Selected excerpt:
+ + + + + + +
= Gordon Lorenz =

British musician

Gordon Albert Lorenz (4 March 1943 – 5 June 2011) was an English songwriter and record producer, who made his fame by writing the 1980 UK Christmas number one hit "There's No-one Quite Like Grandma" for St Winifred's School Choir. After the song's release, Lorenz became one of the most prolific record producers in the music industry, producing over 750 albums selling eight million records.

==Biography==
Born in Childwall, an affluent suburb of Liverpool, his parents were both members of the Salvation Army. He was a pupil of Evered Avenue school in Walton Liverpool from 1956 to 1959 after passing the 13+ exam. To improve projection of his voice, his parents sent him to drama school, where he was first introduced to show business. After leaving drama school he became a travelling evangelist, travelling the United Kingdom in support of various Salvation Army endeavours.

After his father died, he approached his mother nervously and told her that he wanted to become a full-time musician. After struggling for a while, he was offered a job by Border Television to write fill-in music between their various day time shows, where he was introduced to the recording studio: "I always liked working in studios. They don't have any windows, they're always very quiet, deliberately conducive to concentration and work."

===Writer/producer===
In 1980, Lorenz wrote "There's No One Quite Like Grandma" to tie in with the Queen Mother's 80th birthday, and sent it to EMI. Having initially turned it down, the managing director rang him and said he decided to put it out because he said he could not get grandma, we love you out of his mind: "If it's caught in my mind chances are that it will with the public, and we'll put it out for Christmas". It was one of the last Christmas singles to sell one million copies, won an Ivor Novello Award for highest selling record of 1980 – beating Barbra Streisand's "Woman in Love" and The Police's "Don't Stand So Close to Me".
+ + + + + + +
Records of labeled boxes:
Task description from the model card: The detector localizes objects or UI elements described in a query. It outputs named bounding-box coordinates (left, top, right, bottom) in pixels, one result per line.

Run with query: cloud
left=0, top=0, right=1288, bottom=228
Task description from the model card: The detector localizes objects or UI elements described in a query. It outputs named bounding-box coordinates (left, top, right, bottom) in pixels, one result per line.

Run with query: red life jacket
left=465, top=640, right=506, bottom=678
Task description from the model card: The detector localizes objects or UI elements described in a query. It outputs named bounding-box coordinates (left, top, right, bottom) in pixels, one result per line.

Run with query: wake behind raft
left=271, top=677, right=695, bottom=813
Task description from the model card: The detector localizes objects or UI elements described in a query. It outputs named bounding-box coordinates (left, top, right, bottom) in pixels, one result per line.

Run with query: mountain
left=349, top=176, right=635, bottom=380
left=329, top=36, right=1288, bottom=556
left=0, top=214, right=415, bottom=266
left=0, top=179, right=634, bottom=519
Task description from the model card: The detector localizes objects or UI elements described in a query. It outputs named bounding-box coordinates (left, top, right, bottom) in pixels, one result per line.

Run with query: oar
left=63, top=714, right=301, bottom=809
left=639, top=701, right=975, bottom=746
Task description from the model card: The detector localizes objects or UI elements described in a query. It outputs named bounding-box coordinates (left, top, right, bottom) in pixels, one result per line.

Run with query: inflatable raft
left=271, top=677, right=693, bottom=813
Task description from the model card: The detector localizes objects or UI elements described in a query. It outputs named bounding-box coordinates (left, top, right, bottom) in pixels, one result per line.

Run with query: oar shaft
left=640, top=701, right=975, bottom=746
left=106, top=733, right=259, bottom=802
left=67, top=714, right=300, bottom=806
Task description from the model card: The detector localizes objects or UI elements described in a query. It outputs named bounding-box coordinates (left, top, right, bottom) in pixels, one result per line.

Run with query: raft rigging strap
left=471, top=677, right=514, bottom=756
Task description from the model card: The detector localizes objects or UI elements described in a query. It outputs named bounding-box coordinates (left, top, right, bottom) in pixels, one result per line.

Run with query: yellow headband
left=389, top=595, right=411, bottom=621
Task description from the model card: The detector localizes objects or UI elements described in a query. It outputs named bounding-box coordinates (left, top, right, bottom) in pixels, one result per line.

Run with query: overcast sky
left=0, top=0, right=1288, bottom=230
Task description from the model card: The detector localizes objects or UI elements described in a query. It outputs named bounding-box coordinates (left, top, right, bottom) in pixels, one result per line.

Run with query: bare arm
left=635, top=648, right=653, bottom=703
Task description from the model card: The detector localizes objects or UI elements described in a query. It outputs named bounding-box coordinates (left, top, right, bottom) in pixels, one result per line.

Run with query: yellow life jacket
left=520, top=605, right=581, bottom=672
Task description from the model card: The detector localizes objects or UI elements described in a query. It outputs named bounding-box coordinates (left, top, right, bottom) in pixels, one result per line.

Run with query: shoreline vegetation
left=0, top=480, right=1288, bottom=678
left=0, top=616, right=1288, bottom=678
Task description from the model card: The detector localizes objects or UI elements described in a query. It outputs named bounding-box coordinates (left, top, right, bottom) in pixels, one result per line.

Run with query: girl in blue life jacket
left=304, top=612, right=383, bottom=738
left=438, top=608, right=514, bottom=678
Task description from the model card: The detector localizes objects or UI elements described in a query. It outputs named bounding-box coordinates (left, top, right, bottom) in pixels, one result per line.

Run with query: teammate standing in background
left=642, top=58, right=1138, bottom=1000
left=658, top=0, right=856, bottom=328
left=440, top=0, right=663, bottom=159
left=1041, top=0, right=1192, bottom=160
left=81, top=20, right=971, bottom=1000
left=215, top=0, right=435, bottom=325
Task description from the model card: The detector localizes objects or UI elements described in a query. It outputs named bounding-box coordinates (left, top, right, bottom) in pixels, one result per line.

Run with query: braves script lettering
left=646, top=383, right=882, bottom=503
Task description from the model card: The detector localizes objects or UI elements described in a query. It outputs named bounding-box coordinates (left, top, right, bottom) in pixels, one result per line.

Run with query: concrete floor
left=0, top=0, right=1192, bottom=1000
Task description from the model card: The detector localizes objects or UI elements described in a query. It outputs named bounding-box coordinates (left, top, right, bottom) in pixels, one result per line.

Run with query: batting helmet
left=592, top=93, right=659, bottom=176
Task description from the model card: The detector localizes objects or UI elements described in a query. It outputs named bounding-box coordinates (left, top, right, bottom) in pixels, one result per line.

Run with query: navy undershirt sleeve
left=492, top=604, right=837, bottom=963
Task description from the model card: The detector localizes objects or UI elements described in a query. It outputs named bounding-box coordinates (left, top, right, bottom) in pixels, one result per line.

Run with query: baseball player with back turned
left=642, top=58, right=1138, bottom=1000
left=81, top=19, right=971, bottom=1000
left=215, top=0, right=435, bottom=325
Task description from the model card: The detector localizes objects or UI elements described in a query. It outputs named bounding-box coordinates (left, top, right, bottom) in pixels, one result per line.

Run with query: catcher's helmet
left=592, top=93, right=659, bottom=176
+ + + + + + +
Write out the passage of the Gordon Lorenz article from "Gordon Albert Lorenz" up to and including "Salvation Army endeavours.". None of the listing is needed here.

Gordon Albert Lorenz (4 March 1943 – 5 June 2011) was an English songwriter and record producer, who made his fame by writing the 1980 UK Christmas number one hit "There's No-one Quite Like Grandma" for St Winifred's School Choir. After the song's release, Lorenz became one of the most prolific record producers in the music industry, producing over 750 albums selling eight million records.

==Biography==
Born in Childwall, an affluent suburb of Liverpool, his parents were both members of the Salvation Army. He was a pupil of Evered Avenue school in Walton Liverpool from 1956 to 1959 after passing the 13+ exam. To improve projection of his voice, his parents sent him to drama school, where he was first introduced to show business. After leaving drama school he became a travelling evangelist, travelling the United Kingdom in support of various Salvation Army endeavours.